The death of Olympic track and field star Tori Bowie, who died of pregnancy complications last month, has prompted questions about how a seemingly healthy, financially stable person could face such a tragic outcome.
Experts say that the racial health disparities that lead to maternal health complications for Black people persist despite a person’s economic status or clean bill of health. In short, it could happen to any Black person.
“Maternal mortality for Black women has nothing to do with health or economic status,” said D’Andra Willis, of The Afiya Center, a Black-centered reproductive justice group. “You could be the richest or the poorest, Black women are still three to five times more likely to die in childbirth than any poor white woman.”
Regina Davis Moss, president of the Black women-centered reproductive justice group In Our Own Voice, agreed. “If this is happening to the Olympic athlete who’s likely doing everything she can do to have a healthy pregnancy, it’s happening to the everyday woman,” Davis Moss said.
Bowie, a three-time Olympic medalist, was found dead inside a Florida home on May 2. An autopsy report from Florida’s Orange County Medical Examiner’s Office showed that Bowie died while about eight months pregnant with a “well developed fetus.” The report said there was evidence she was “undergoing labor (crowning)” when she died. The autopsy report noted respiratory distress and eclampsia as possible complications. Eclampsia is seizures that occur during or after pregnancy, and is a complication of the blood pressure condition preeclampsia, which may develop during pregnancy, according to the Cleveland Clinic.
Bowie’s death has renewed conversations about the disturbing negative health outcomes for Black women, who are more likely to die in childbirth than white women and are more likely to have pregnancy complications. Allyson Felix, the most decorated track and field athlete in the U.S., was among scores of women calling attention to the Black maternal mortality rate after the death of her Olympic 4×100 meter relay teammate. She highlighted her own pregnancy complications in an essay published by Time on Thursday, writing that she developed preeclampsia and delivered her daughter Camryn prematurely via C-section in 2018. “I was unsure if I was going to make it,” she wrote. Felix also called attention to tennis legend Serena Williams, who said she nearly died after giving birth to her daughter Olympia in 2017, and superstar singer Beyoncé, who experienced pregnancy complications with her twins Rumi and Sir.
These stories only underscore the truth that these disparities exist for Black people despite their health, economic and education status, experts say. A 2023 study from the National Bureau of Economic Research found that the richest Black women in the U.S. have worse maternal and infant health outcomes than the poorest white women.
“You’re seeing this in income but also in education,” Davis Moss said. “And it’s not just maternal mortality, it’s infant mortality. Black women with secondary degrees have worse outcomes than white women that don’t even graduate from high school.”

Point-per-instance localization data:

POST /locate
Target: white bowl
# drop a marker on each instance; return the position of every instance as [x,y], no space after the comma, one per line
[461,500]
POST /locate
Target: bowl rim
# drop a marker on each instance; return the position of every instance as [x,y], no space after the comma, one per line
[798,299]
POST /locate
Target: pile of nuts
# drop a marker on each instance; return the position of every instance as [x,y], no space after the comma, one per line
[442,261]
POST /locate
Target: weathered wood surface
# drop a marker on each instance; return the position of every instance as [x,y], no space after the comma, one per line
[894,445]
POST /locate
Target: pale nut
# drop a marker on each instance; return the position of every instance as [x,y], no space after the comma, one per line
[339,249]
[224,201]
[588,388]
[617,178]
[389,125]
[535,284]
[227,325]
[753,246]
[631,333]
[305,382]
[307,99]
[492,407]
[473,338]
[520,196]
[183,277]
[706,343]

...

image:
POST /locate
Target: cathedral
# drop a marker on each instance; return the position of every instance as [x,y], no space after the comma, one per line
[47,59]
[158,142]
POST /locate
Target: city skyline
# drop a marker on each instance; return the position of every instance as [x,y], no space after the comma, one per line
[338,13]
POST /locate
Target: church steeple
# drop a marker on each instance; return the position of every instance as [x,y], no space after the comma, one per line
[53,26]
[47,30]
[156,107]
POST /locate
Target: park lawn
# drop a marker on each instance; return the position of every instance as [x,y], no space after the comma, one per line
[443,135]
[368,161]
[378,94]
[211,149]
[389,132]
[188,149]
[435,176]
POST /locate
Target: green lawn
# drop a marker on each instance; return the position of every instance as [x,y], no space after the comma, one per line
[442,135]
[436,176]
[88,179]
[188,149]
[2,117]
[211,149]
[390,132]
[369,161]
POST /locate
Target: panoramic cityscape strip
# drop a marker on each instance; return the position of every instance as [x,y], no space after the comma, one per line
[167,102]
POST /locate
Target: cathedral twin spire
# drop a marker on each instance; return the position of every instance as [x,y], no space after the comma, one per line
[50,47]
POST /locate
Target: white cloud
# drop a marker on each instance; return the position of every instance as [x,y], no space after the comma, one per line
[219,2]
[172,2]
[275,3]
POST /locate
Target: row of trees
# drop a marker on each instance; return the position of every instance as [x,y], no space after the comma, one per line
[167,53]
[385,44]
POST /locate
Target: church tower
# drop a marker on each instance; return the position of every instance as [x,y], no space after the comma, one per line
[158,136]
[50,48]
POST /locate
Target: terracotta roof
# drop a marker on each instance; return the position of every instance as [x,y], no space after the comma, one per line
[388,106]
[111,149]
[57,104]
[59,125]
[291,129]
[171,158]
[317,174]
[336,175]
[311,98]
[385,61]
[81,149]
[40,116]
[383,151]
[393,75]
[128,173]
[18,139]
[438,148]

---

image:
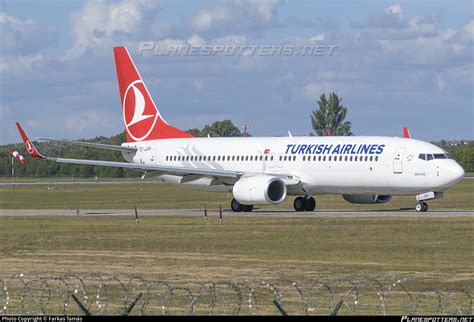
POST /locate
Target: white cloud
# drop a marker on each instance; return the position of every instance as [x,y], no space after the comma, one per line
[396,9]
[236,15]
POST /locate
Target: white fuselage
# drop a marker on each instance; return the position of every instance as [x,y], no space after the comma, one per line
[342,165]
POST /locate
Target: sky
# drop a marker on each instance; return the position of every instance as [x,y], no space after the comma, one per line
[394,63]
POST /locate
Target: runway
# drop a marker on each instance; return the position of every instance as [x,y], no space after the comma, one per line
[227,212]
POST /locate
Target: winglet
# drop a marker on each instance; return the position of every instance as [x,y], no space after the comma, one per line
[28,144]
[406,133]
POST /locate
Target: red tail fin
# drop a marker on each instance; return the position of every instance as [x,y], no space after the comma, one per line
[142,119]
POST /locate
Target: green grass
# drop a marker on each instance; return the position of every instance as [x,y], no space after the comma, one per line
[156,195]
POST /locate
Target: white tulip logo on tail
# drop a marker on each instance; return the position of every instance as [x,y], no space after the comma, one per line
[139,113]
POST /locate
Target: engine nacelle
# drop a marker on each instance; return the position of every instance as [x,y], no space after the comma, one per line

• _EXERCISE PROMPT_
List every child's name that the article on Tori Bowie's death gives, with the mother of each. The records are not needed for this work.

• _SOLUTION TO THE EXERCISE_
- Camryn (Allyson Felix)
- Olympia (Serena Williams)
- Rumi (Beyoncé)
- Sir (Beyoncé)